What you will do: Return every line of the data below verbatim, omitting the pictures.

(Detection examples)
^^^^^^^^
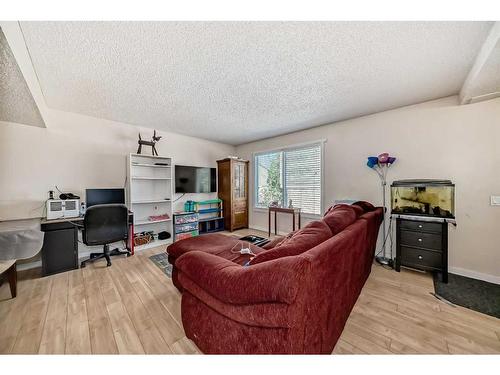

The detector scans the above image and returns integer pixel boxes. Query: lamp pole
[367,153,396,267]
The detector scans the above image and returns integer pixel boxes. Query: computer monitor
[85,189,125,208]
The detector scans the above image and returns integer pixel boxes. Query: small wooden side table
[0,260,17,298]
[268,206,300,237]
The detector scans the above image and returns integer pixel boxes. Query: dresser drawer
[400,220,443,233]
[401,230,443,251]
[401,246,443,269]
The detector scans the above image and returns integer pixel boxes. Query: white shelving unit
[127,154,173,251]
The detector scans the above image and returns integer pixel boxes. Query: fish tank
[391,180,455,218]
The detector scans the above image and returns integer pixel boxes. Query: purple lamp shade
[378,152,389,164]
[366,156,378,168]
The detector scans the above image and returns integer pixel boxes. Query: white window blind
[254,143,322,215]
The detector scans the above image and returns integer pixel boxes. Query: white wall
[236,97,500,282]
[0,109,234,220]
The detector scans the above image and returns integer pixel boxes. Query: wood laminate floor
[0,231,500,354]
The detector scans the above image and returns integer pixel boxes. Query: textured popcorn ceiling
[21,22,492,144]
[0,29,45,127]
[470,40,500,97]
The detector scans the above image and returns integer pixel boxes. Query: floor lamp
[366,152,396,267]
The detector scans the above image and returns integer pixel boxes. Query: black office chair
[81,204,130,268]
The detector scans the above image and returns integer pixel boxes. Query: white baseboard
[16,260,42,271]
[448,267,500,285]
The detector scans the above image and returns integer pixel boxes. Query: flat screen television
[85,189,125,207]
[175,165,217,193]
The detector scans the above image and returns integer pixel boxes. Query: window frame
^^^^^^^^
The output:
The detector scans the above image and returns integer pixel boxes. Query: lamp pole
[367,153,396,267]
The detector scans the above image and returns integer pixel boxes. Query: computer monitor
[85,189,125,208]
The detector scans the above image and returns integer pixel boxes. Query: small wooden side table
[0,260,17,298]
[268,206,300,237]
The detector scans the above image and returns integer pixel boxes. Query: dresser drawer
[400,220,443,233]
[401,230,443,251]
[401,246,443,269]
The detector scans the above image and returns integer pixel boxes. Query: white shelving unit
[127,154,173,251]
The detector scans the above image and returns integer pixel boxes. Query: fish tank
[391,180,455,218]
The detector scans the above image and returns integer pixel boxes. Query: purple lamp shade
[378,152,389,164]
[366,156,378,168]
The detector scans the above image and returns integer pixel boxes. Query: white window blind
[254,143,322,215]
The detector scans the above image and returns integer pixel boxes. Query: white wall
[236,97,500,282]
[0,109,234,220]
The detector scans the above image and returns integer pixel boxes. Query: wood laminate floor
[0,231,500,354]
The detector scans the above image and returns integer pixel boxes. Query: textured popcorn ceiling
[21,22,492,144]
[0,29,45,127]
[470,40,500,97]
The detector scans the above image and returns integer pixel boxes. Query: floor lamp
[366,152,396,267]
The detector scans the above image and returns integer pixel boxes. Query: black office chair
[81,204,130,268]
The detector scans the above image and returns integer pixel boxes. Query: white baseboard
[16,260,42,271]
[448,267,500,285]
The detector scans the above image and returns integer pixel boxes. Query: flat screen television
[85,189,125,207]
[175,165,217,193]
The detector scans the above image and returns integer pixel boxes. Query: window frame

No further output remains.